Source data

■ ■ ■ ■

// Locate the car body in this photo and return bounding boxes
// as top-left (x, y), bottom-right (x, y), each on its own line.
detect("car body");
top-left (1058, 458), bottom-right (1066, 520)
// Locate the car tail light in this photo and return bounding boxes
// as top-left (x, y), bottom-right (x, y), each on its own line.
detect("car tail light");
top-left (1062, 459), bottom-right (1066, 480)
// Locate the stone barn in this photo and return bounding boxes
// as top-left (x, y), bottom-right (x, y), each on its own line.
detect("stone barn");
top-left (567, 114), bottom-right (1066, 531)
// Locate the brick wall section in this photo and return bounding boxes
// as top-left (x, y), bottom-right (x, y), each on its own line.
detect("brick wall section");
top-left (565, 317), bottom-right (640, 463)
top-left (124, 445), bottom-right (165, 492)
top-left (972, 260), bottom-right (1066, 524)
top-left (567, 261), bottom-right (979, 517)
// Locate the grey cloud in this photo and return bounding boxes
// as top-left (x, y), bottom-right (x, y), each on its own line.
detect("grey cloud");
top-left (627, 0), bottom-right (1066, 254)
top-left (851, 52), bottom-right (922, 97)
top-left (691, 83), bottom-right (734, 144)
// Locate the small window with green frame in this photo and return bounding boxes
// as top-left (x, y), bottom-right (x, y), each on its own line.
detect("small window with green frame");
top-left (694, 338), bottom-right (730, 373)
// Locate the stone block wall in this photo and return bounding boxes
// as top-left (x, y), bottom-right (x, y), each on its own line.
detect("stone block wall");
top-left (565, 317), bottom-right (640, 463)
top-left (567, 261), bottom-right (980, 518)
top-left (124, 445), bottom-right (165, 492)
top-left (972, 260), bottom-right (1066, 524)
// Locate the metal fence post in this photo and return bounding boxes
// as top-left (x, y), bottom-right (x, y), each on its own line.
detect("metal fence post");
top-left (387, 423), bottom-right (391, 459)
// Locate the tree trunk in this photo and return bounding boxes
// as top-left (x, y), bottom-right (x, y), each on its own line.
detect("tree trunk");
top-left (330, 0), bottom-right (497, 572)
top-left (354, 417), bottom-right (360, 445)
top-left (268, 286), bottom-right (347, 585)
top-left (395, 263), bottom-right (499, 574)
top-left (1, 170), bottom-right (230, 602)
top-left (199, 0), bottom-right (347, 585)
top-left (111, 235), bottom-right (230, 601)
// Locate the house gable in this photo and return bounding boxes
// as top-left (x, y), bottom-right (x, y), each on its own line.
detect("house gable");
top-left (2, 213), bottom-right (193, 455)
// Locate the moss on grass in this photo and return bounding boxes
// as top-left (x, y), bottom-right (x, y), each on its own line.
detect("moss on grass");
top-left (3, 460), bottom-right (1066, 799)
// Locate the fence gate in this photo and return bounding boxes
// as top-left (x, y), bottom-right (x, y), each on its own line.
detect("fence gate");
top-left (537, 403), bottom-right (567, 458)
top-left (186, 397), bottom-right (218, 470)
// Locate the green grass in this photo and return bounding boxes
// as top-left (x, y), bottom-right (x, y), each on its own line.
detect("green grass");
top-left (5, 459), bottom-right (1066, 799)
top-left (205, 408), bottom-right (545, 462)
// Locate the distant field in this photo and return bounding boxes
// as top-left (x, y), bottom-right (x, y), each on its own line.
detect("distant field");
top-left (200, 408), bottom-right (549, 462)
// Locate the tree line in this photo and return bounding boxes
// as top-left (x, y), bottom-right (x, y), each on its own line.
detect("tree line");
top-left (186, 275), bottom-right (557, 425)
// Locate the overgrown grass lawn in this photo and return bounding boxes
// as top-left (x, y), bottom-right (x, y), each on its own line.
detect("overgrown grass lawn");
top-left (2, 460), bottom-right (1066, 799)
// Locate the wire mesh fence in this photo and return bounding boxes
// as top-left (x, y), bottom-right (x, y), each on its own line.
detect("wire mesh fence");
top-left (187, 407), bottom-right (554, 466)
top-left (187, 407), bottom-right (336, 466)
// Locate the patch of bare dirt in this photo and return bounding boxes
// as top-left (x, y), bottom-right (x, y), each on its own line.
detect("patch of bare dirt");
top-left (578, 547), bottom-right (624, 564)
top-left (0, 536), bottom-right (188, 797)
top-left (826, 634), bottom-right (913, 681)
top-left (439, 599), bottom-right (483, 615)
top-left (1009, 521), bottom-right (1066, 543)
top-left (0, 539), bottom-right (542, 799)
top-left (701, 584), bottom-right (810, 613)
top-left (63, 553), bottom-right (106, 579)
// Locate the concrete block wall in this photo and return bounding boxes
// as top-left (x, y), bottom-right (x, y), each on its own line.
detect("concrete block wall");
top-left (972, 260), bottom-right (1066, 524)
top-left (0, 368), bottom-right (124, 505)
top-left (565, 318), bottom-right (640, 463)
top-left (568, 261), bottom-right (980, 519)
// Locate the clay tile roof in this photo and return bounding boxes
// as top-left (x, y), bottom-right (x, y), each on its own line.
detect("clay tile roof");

■ ■ ■ ■

(Task directions): Would you write out all the records exactly as they read?

(Exercise result):
// Locate the car body in this photo and return bounding boxes
// as top-left (x, y), bottom-right (x, y), each on its own line.
detect("car body");
top-left (1058, 458), bottom-right (1066, 520)
// Locate the car tail light in this photo and return bounding boxes
// as top-left (x, y), bottom-right (x, y), each on its own line.
detect("car tail light");
top-left (1062, 459), bottom-right (1066, 480)
// Locate the stone barn in this photo and return bounding boxes
// as top-left (x, y), bottom-right (x, y), each on its own line.
detect("stone barn");
top-left (567, 114), bottom-right (1066, 531)
// Locate the brick wall section in this photo and return bounding boxes
// as top-left (x, y), bottom-right (x, y), each on its own line.
detect("brick wall section");
top-left (565, 317), bottom-right (640, 463)
top-left (124, 445), bottom-right (165, 492)
top-left (972, 260), bottom-right (1066, 524)
top-left (567, 261), bottom-right (979, 517)
// Locate the grey cloud in this photo and return bounding boxes
// as top-left (x, y), bottom-right (x, y), each on its own line.
detect("grey cloud");
top-left (627, 0), bottom-right (1066, 254)
top-left (851, 52), bottom-right (922, 97)
top-left (691, 83), bottom-right (734, 144)
// Locate the small window with green frame in this photo and return bounding boxes
// as top-left (x, y), bottom-right (x, y), each on its own line.
detect("small window with green frame");
top-left (694, 338), bottom-right (730, 373)
// Locate the stone block wall in this photo and return bounding boxes
// as top-left (x, y), bottom-right (x, y), each on its own line.
detect("stone block wall");
top-left (565, 317), bottom-right (640, 463)
top-left (567, 261), bottom-right (980, 518)
top-left (124, 445), bottom-right (165, 492)
top-left (972, 260), bottom-right (1066, 524)
// Locate the metal fence post in this photo and return bounding boxes
// as top-left (x, y), bottom-right (x, y), each on its own line.
detect("metal fence post");
top-left (387, 423), bottom-right (391, 459)
// Locate the tree trunk in this photo and return bounding boxes
// as top-left (x, y), bottom-right (x, y), each on its own line.
detect("tree trunk");
top-left (330, 0), bottom-right (497, 572)
top-left (354, 417), bottom-right (360, 445)
top-left (268, 286), bottom-right (347, 585)
top-left (395, 263), bottom-right (499, 574)
top-left (1, 170), bottom-right (230, 602)
top-left (199, 0), bottom-right (347, 585)
top-left (111, 235), bottom-right (230, 601)
// Locate the house gable in this photo and return bounding boxes
// as top-left (x, y), bottom-right (x, y), each on its own line.
detect("house gable");
top-left (2, 213), bottom-right (193, 455)
// Locate the moss on grass in this photo and return bounding boxes
// as top-left (x, y), bottom-right (x, y), each on its own line.
detect("moss on grass");
top-left (3, 460), bottom-right (1066, 799)
// Locate the fence gate in this photo and return bounding boxes
// as top-left (x, y), bottom-right (x, y), each on its own line.
detect("fence gate");
top-left (537, 403), bottom-right (567, 458)
top-left (186, 397), bottom-right (218, 470)
// Locate the green grass in this photo and return bounding boxes
// as top-left (x, y), bottom-right (x, y), each on its own line.
detect("green grass");
top-left (5, 459), bottom-right (1066, 799)
top-left (205, 408), bottom-right (545, 462)
// Locate the distant field in this photo and return bounding boxes
// as top-left (x, y), bottom-right (x, y), each on its own line.
detect("distant field");
top-left (200, 408), bottom-right (549, 462)
// Locate the tree line in this photo and return bounding boxes
// as top-left (x, y), bottom-right (x, y), each on its own line.
detect("tree line");
top-left (186, 275), bottom-right (557, 425)
// Locate the overgrown grass lawn in this photo and return bounding boxes
// as top-left (x, y), bottom-right (x, y), each on its own line.
detect("overgrown grass lawn");
top-left (2, 460), bottom-right (1066, 799)
// Locate the wire mesh fence in this photo and return bounding boxes
// as top-left (x, y), bottom-right (x, y), each on its own line.
detect("wire mesh fence");
top-left (187, 407), bottom-right (554, 466)
top-left (187, 407), bottom-right (336, 466)
// Locate the patch of bare dirt in this photo and return bounding boxes
// as top-left (x, y), bottom-right (x, y), each on its own line.
detect("patch of bare dirt");
top-left (578, 547), bottom-right (624, 564)
top-left (0, 536), bottom-right (188, 797)
top-left (826, 634), bottom-right (913, 681)
top-left (439, 599), bottom-right (483, 615)
top-left (1009, 521), bottom-right (1066, 543)
top-left (0, 539), bottom-right (542, 799)
top-left (701, 584), bottom-right (810, 613)
top-left (63, 553), bottom-right (106, 579)
// Locate the concrete block wall in this photo and return bounding boxes
// as top-left (x, y), bottom-right (x, y), each on its own line.
detect("concrete block wall");
top-left (972, 260), bottom-right (1066, 524)
top-left (0, 368), bottom-right (124, 505)
top-left (565, 318), bottom-right (640, 463)
top-left (568, 261), bottom-right (980, 519)
// Locate the clay tile roof in this photo and return bounding boxes
// as top-left (x, y), bottom-right (x, y), each on its own line.
detect("clay tile roof");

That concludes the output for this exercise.